Consigne a.
Repérez dans la liste ci-dessous chaque ligne qui contient le mot « motif » et recopiez-la intégralement. La casse compte.

Texte source.
:::

Faustine Bollaert : "'Ça commence aujourd'hui fait de moi une maman plus inquiète"
Chaque après-midi sur France 2, elle est aux commandes de l’émission "Ça commence aujourd’hui", et de tous les témoignages poignants qu’elle recueille, Faustine Bollaert ne cesse de tirer des enseignements. C’est pourquoi elle a choisi de les partager dans le livre "Ça commence aujourd’hui" aux éditions Harper Collins. Pour Yahoo, l’animatrice qui figure au classement des personnalités télé préférées des Français s’est à son tour prêtée au jeu des confidences, touchantes et sincères, sur sa façon d’aborder son métier et d’accueillir des paroles parfois difficiles à faire entendre.
Depuis 2017, "Ça commence aujourd’hui" remue le coeur des téléspectateurs français. Chaque après-midi sur France 2, anonymes - et même parfois célébrités - viennent raconter leur histoire. Des histoires d’amour rocambolesques aux plus grands chagrins, en passant par les victoires d’une existence jalonnée de difficultés, toutes les nuances de la vie sont abordées. Face aux invités, Faustine Bollaert est parvenue à se faire une place de choix dans le coeur du public, à travers sa bienveillance et sa douceur. Et il en faut beaucoup lorsque certaines histoires douloureuses sont contées dans "Ça commence aujourd’hui". Car si elle reste toujours très professionnelle, Faustine Bollaert a plus d’une fois été happée par l’émotion sur le plateau.
"Il y a des moments dans ‘Ça commence aujourd’hui’ qui me bouleversent"

:::

Consigne b.
Répondez brièvement à partir du texte sur Faustine Bollaert :
(i) Chez quel éditeur paraît le livre « Ça commence aujourd'hui » ?
(ii) À quel média l'animatrice a-t-elle fait ses confidences ?
(iii) Depuis quelle année l'émission est-elle diffusée ?

:::

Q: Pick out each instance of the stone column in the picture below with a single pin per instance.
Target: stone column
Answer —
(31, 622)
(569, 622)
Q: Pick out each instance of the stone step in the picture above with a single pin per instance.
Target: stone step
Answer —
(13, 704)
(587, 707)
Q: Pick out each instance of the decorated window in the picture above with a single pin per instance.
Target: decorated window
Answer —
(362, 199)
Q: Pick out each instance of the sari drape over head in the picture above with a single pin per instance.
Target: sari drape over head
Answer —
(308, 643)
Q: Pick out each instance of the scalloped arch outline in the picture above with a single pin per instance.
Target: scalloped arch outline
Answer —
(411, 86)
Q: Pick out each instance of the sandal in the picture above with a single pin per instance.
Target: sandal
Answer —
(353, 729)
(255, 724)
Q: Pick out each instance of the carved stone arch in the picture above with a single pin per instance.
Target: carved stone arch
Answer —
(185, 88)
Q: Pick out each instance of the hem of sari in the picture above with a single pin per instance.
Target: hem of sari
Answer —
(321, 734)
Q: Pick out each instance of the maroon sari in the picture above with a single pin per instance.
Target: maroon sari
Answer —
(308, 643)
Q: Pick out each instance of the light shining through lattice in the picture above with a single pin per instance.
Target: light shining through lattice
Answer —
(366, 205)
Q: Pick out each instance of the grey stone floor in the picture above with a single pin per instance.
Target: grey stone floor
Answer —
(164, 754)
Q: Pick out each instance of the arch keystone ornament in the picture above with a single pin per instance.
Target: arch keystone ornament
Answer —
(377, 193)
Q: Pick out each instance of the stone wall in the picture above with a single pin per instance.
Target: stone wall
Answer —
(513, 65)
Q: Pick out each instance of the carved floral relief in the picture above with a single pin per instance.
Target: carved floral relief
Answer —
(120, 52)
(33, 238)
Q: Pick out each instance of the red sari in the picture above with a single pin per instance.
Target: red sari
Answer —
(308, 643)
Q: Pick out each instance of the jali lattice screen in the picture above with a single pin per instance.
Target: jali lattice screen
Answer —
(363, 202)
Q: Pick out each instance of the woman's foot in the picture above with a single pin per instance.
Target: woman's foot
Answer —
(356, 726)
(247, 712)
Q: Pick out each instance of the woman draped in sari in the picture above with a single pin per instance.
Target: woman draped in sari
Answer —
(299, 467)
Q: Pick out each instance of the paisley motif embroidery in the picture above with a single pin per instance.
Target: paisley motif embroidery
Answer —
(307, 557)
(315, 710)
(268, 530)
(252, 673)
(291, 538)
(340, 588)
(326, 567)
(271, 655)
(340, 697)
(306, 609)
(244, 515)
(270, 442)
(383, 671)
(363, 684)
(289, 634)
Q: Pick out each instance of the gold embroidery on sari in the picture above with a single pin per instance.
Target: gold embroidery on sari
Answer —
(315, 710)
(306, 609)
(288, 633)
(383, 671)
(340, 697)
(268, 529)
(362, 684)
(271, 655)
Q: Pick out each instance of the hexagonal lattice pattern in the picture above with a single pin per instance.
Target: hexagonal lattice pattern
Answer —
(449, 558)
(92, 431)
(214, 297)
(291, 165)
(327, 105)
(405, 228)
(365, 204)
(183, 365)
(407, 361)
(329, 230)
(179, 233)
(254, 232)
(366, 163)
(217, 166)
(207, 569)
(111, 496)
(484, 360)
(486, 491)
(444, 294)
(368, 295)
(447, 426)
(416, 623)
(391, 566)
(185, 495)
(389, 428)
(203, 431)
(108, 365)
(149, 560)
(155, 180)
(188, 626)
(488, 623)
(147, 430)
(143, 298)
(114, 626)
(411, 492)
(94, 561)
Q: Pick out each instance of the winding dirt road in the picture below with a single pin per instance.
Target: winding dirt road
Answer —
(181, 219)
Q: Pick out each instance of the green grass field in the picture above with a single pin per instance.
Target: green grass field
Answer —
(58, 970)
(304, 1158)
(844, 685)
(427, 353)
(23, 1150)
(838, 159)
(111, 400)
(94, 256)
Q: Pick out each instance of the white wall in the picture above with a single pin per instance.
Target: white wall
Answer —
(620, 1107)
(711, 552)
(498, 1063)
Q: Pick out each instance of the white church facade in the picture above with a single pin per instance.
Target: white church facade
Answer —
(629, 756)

:::

Corrigé a.
Q: Pick out each instance of the paisley motif embroidery in the picture above with a single pin per instance.
Target: paisley motif embroidery

Corrigé b.
(i) Harper Collins
(ii) Yahoo
(iii) 2017